How to complete this task: In the entries below, find the line with "Target: black and white wide-brim hat" and the line with "Target: raised arm"; give again those lines and every line between them, exactly.

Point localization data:
────
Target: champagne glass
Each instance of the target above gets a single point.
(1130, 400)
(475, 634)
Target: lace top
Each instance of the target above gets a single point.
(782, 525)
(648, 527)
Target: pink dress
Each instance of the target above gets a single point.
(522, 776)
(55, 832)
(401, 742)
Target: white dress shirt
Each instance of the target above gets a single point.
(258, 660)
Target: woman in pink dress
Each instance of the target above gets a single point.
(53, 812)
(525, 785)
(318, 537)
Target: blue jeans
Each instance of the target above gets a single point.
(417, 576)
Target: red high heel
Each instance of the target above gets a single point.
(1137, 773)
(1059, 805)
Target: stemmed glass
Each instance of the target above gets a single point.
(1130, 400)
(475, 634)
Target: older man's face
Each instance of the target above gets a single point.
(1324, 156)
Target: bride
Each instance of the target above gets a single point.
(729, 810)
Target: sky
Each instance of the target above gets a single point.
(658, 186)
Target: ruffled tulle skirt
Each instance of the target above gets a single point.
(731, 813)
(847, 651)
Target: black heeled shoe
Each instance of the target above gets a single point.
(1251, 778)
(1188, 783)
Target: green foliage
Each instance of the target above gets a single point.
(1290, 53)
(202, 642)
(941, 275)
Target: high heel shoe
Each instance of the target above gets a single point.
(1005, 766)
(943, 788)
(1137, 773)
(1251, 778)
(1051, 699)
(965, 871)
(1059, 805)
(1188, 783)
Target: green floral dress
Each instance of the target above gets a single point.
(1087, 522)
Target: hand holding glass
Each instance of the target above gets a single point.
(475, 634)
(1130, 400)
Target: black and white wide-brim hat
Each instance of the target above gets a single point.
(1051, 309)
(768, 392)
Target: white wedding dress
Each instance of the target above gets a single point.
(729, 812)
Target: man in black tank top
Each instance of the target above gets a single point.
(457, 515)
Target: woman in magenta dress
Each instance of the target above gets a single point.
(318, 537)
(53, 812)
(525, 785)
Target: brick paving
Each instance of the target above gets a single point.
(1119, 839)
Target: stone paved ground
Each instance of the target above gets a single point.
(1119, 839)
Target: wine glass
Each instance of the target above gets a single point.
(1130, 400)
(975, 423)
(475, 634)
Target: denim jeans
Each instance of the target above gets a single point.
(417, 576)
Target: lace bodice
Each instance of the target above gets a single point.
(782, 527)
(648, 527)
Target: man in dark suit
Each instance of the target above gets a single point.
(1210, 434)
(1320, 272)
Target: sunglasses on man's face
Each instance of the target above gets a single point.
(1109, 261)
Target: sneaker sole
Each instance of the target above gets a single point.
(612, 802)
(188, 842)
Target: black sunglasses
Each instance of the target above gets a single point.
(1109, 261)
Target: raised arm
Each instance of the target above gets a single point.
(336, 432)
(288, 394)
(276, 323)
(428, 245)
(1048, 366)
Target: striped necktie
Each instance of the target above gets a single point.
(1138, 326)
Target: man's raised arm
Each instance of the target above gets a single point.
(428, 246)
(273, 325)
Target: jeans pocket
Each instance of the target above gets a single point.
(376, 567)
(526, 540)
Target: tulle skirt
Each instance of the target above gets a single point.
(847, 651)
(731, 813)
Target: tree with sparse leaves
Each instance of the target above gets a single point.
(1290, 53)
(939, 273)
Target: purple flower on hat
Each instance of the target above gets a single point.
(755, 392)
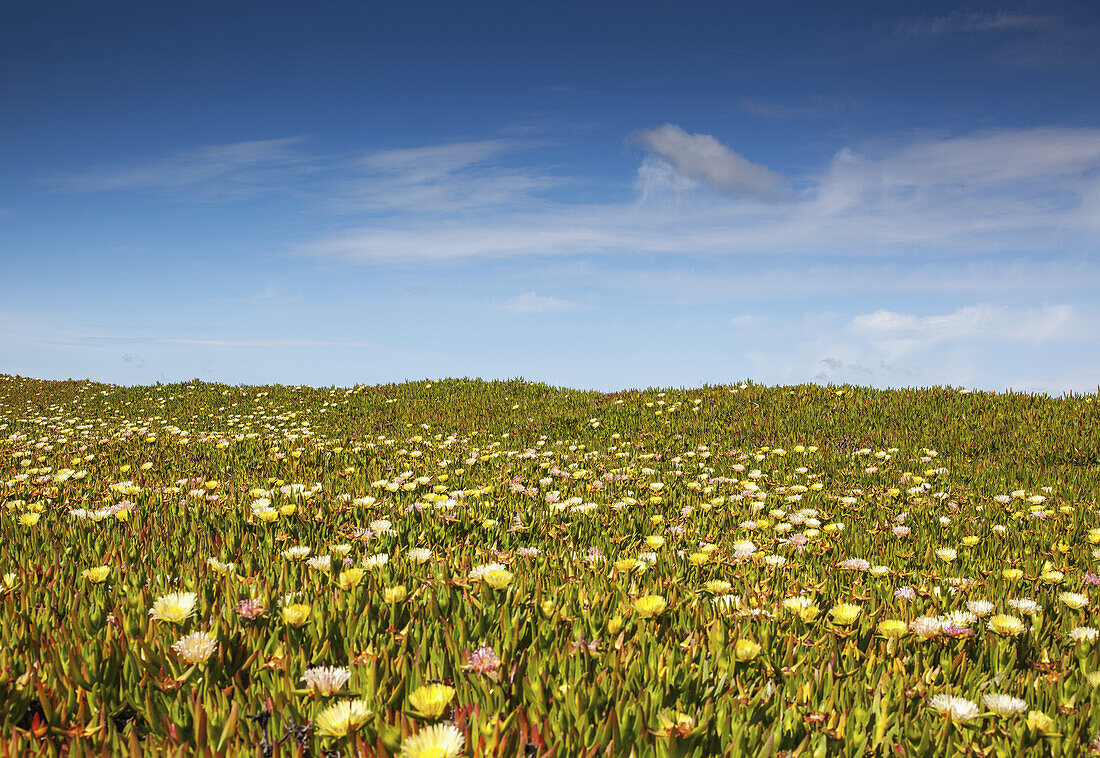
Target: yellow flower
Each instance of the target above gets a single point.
(1052, 577)
(438, 740)
(196, 647)
(341, 718)
(893, 627)
(497, 578)
(845, 613)
(431, 700)
(803, 607)
(1007, 626)
(351, 578)
(174, 607)
(296, 614)
(1074, 600)
(746, 649)
(1038, 721)
(647, 606)
(96, 574)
────
Answer to the exercise:
Target: black and white wide-brim hat
Each instance of the target above gets a single point.
(1051, 309)
(768, 392)
Target: white wedding dress
Each instance of the target above gets a single point.
(729, 812)
Target: man in black tank top
Each instance of the target above gets a single point.
(457, 515)
Target: woman in magenta dress
Each instance of the target above gets a single point.
(318, 537)
(53, 812)
(525, 785)
Target: brick paving
Each instance of the target above gets a single point.
(1119, 839)
Target: stone paved ground
Each instance of the target above gets a single point.
(1119, 839)
Target: wine glass
Each instance of the target above gets a single point.
(1130, 400)
(975, 423)
(475, 634)
Target: denim jeans
Each instance of the target above gets a single point.
(417, 576)
Target: lace bodice
Each instance of the target above gets a single point.
(782, 527)
(648, 527)
Target: man in dark suit
Each instance of the target above gets a single point.
(1210, 434)
(1320, 272)
Target: sunglasses on man's face
Each instance of the target above gets a single point.
(1109, 261)
Target: sneaker sole
Each instance of the target above gets a single point.
(612, 802)
(188, 842)
Target: black sunglasses
Each instance of the target above gets a single point.
(1109, 261)
Target: raised arm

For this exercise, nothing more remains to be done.